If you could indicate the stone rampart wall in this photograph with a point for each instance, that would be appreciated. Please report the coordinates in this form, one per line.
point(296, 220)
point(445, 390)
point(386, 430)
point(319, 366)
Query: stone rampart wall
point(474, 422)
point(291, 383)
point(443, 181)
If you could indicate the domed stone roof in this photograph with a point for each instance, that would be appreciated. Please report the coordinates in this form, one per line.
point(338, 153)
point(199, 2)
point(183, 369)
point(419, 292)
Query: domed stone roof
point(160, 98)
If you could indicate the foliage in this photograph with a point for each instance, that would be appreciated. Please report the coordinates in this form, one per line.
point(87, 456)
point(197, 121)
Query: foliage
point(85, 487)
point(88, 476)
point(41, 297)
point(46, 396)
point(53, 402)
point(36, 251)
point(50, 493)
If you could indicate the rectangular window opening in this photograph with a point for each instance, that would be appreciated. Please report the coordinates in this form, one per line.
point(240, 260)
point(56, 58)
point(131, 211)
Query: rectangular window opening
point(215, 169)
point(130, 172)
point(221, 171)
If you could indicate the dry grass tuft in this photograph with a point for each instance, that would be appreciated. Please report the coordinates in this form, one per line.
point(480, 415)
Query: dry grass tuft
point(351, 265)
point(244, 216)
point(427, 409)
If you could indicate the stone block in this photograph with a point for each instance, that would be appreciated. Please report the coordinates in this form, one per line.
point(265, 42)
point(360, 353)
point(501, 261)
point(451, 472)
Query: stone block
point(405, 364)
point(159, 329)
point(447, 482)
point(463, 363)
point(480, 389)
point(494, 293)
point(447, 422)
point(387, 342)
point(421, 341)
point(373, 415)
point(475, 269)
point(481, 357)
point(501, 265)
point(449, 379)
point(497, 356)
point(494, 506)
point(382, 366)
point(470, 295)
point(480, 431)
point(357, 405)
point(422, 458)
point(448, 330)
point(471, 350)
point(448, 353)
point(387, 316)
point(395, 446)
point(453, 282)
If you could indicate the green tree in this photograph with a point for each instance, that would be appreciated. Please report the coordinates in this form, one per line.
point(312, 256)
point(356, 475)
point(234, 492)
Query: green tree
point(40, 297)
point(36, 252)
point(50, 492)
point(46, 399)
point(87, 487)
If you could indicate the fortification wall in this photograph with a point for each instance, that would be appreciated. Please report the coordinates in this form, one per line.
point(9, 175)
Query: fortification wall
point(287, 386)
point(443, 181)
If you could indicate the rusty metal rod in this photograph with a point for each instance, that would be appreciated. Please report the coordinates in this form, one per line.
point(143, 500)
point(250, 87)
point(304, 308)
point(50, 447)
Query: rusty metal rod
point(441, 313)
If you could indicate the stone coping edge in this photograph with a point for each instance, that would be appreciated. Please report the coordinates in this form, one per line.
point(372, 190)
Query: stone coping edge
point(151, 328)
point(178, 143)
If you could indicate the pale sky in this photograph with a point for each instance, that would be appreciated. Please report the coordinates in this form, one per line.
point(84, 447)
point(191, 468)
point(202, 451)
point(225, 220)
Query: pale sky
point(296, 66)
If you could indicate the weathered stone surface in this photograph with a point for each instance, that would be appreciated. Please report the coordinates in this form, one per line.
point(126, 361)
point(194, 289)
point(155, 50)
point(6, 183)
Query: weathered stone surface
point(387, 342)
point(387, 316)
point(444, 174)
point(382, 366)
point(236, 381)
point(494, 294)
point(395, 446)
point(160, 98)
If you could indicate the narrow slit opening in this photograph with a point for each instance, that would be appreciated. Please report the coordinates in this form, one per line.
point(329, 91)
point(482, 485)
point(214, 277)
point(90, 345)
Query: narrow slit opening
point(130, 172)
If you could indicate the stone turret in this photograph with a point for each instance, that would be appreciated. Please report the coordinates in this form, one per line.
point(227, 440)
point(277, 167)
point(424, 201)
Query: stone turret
-=-=-
§ What you are asked to do
Rewrite the stretch from the line containing "If you could indicate the narrow" through the end of the items, changing "turret" to "tower" and leaving every other part of those lines unchanged.

§ The reply
If you could indicate the narrow slit opening in this photograph with a point for each instance, that would be appreciated. Please report the coordinates in this form, one per line.
point(329, 91)
point(482, 485)
point(214, 277)
point(90, 345)
Query: narrow slit opening
point(130, 172)
If you could indicate the stone tower in this photograph with a point for each instance, that would be appreciated. Please report the coordinates in this form, one per line.
point(227, 440)
point(277, 167)
point(424, 201)
Query: stone tower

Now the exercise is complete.